◆ WRITTEN EXERCISE: Below is a listing to transcribe in full and exactly; keep the pictures out.

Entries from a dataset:
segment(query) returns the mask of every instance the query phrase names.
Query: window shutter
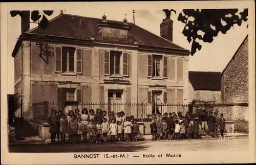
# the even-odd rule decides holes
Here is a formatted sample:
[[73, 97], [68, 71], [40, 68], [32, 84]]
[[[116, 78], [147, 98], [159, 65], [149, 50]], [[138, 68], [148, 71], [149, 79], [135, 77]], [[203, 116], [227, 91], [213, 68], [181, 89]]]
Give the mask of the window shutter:
[[152, 103], [152, 94], [151, 91], [147, 91], [147, 103]]
[[152, 77], [152, 55], [147, 55], [147, 77]]
[[82, 102], [82, 89], [76, 89], [76, 101], [79, 103]]
[[57, 93], [57, 100], [58, 102], [58, 110], [62, 111], [63, 108], [63, 103], [62, 102], [62, 88], [58, 88]]
[[82, 51], [81, 49], [76, 50], [76, 73], [82, 74]]
[[163, 56], [163, 75], [164, 78], [168, 77], [168, 57]]
[[163, 92], [163, 103], [164, 104], [167, 104], [167, 91], [164, 91]]
[[62, 72], [61, 52], [61, 47], [55, 47], [55, 73]]
[[129, 56], [127, 53], [123, 54], [123, 76], [129, 76]]
[[104, 52], [104, 75], [110, 75], [110, 52]]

◆ TASK ANSWER:
segment(query) returns the mask of every instance the query phrase names.
Query: window shutter
# the even-odd rule decides holes
Here is a formatted sample:
[[73, 97], [68, 71], [40, 68], [32, 84]]
[[[116, 78], [147, 98], [159, 65], [149, 50]], [[138, 68], [148, 71], [149, 79], [135, 77]], [[203, 116], [227, 91], [213, 68], [181, 89]]]
Give the mask of the window shutter:
[[152, 103], [152, 94], [151, 91], [147, 91], [147, 103]]
[[152, 77], [152, 55], [147, 55], [147, 77]]
[[82, 102], [82, 89], [76, 89], [76, 101], [79, 103]]
[[57, 93], [57, 100], [58, 102], [58, 110], [62, 111], [63, 108], [63, 103], [62, 102], [62, 88], [58, 88]]
[[82, 51], [81, 49], [76, 50], [76, 73], [82, 74]]
[[163, 56], [163, 75], [164, 78], [168, 77], [168, 57]]
[[163, 92], [163, 103], [164, 104], [167, 104], [167, 91], [164, 91]]
[[62, 72], [61, 52], [61, 47], [55, 47], [55, 73]]
[[129, 56], [127, 53], [123, 54], [123, 76], [129, 76]]
[[104, 52], [104, 75], [110, 75], [110, 52]]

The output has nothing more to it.